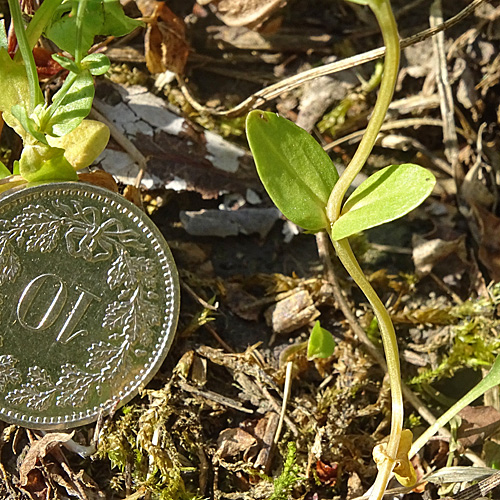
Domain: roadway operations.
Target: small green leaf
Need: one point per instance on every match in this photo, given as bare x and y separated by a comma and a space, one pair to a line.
97, 64
84, 144
321, 343
65, 114
42, 163
14, 90
28, 124
296, 172
3, 35
104, 18
11, 183
4, 171
66, 63
386, 195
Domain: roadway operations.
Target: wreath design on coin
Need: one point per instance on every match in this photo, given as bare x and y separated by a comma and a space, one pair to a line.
90, 234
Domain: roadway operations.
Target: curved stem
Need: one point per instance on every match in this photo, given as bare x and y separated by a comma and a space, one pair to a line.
346, 256
40, 20
36, 96
79, 30
385, 18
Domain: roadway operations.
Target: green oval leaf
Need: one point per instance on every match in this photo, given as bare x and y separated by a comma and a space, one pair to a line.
297, 174
70, 105
321, 343
386, 195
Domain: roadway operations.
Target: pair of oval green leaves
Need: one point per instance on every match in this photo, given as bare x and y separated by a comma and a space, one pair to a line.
299, 177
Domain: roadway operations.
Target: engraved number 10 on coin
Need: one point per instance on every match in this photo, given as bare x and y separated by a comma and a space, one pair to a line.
89, 300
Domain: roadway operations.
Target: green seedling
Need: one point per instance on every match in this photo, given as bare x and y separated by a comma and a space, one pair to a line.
321, 343
58, 139
305, 186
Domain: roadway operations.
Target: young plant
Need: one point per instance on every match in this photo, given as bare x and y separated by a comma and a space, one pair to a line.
57, 138
304, 184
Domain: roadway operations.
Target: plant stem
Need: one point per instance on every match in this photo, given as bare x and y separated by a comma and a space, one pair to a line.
385, 18
346, 256
36, 96
383, 13
79, 30
40, 20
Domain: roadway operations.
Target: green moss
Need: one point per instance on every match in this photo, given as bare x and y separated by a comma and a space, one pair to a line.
289, 477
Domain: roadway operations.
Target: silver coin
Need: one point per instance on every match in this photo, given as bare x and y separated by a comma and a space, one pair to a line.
89, 300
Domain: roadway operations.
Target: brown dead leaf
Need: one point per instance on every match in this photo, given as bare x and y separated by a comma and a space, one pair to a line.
232, 442
426, 253
292, 313
31, 478
478, 423
327, 474
243, 12
489, 245
165, 42
132, 194
242, 303
46, 67
39, 449
101, 179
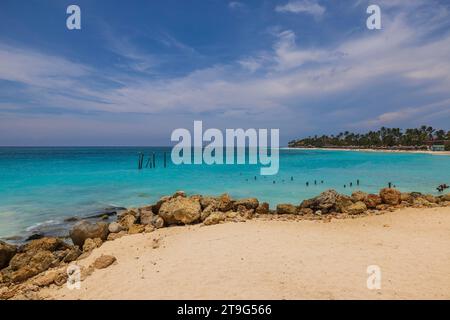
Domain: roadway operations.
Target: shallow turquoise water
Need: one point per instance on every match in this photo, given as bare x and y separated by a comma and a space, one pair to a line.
40, 185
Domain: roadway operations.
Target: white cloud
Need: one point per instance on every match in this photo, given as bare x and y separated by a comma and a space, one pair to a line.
284, 77
311, 7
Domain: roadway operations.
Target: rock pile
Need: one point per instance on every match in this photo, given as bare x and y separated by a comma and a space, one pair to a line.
38, 260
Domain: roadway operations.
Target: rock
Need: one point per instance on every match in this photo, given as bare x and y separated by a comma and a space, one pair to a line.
84, 230
47, 243
7, 251
179, 194
358, 196
421, 202
158, 204
127, 221
208, 210
325, 202
180, 210
357, 208
207, 201
342, 204
306, 211
28, 264
306, 203
45, 279
214, 218
34, 236
136, 228
147, 217
91, 244
114, 236
158, 222
149, 228
430, 198
405, 196
243, 212
104, 261
390, 196
225, 203
72, 254
249, 203
61, 278
372, 201
115, 227
263, 208
382, 207
286, 208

++++++++++

> **EXERCISE BRIEF**
Print the listing exactly, but skip its pictures.

> **EXERCISE RESULT**
Domain: roadway operations.
Target: small green leaf
Need: one point per instance on every match in this photo, given as bare x and y separated by a comma and a space, one pair to a line.
97, 64
84, 144
321, 343
65, 114
42, 163
14, 90
28, 124
296, 172
3, 35
104, 18
11, 183
4, 171
66, 63
386, 195
Domain: roadway operations.
Target: wreath design on coin
Need: one point per instance on every match in this photo, given as bare x and y separated by a comma and a space, one pair to a line.
90, 234
Domain: roadway operations.
Target: curved stem
Need: one point per instance on every match in this photo, given as bare x and y separated by a comma and a space, one pair to a line.
346, 256
40, 20
36, 96
79, 30
385, 18
Domain: roadway operations.
Target: green oval leaf
Need: one point per instance on every match in this photo, given as bare x and y separated by a comma and a space, one pair to a line.
297, 174
70, 105
321, 343
386, 195
Domain: roadway operations.
Target: pair of oval green leaves
Need: one point per instance on every match in this photo, given as bare x and y separated by a comma and a space, one pair to a line.
299, 177
Domain: roadway operations.
Target: engraved number 10 on coin
Need: one point per instance on every match in this photo, given as bare x and y separated by a comma and a space, one pair to a line.
89, 300
Domain: roadway operations.
Target: green seedling
Need: one point per instance on every match in this photo, given as bare x and y separated by a comma and a space, one pair to a line.
321, 343
58, 139
305, 186
Domain: roadway operations.
Target: young plant
Need: one point per instance on every match in this photo, given as bare x and y separated by a comma and a space, one pair to a line.
57, 138
304, 184
Domain: roadway operations.
Target: plant stem
Need: one point per instance on every match in this photo, given as bare x and y separated by a comma and a space, one pair to a line.
385, 18
346, 256
36, 96
383, 13
79, 30
40, 20
Domain: roadway operations.
Target: green moss
Need: one point per instance on every match in this photo, given as bare x and y separated by a comma and a space, one pair to a line.
289, 477
Domain: roadway operations.
Target: silver coin
Need: one point per instance on every match in this photo, given as bare x and y separated by a comma and a space, one pair to a line.
89, 300
Domain: roadway operations.
Target: brown dead leaf
Need: one point per instance on every match in this photo, given as bare x and y separated by a comma and a space, one pair to a line.
232, 442
426, 253
292, 313
31, 478
478, 423
327, 474
243, 12
489, 245
165, 42
132, 194
242, 303
46, 67
39, 449
101, 179
Domain: roadway operations.
Target: shallow turquoise water
Need: one point per instance on every match in this photo, given as bare x and y separated by a comma and a space, one pair to a line.
40, 185
Domain: roadway operations.
Target: white cloud
Need: one point per instance on every match in this photo, given as bare x and y separated by a comma and a space, one pair to a line.
284, 77
311, 7
Domain: roadway operations.
Target: rock pile
Need: one point per instance on every match in this photo, given as bare x and y separated by a comma and a space, one pair to a line.
38, 260
Domain: roadway operations.
Target: rock
Need: one point per instance on every match in this photo, given as bare x and y separated by a comma and a space, one pair to a line.
84, 230
47, 243
7, 251
179, 194
358, 196
421, 202
158, 204
127, 221
208, 210
325, 202
180, 210
357, 208
207, 201
342, 204
306, 211
28, 264
306, 203
45, 279
214, 218
34, 236
136, 228
147, 217
91, 244
114, 236
158, 222
149, 228
430, 198
405, 196
243, 212
104, 261
390, 196
225, 203
72, 254
249, 203
61, 278
372, 201
115, 227
263, 208
382, 207
286, 208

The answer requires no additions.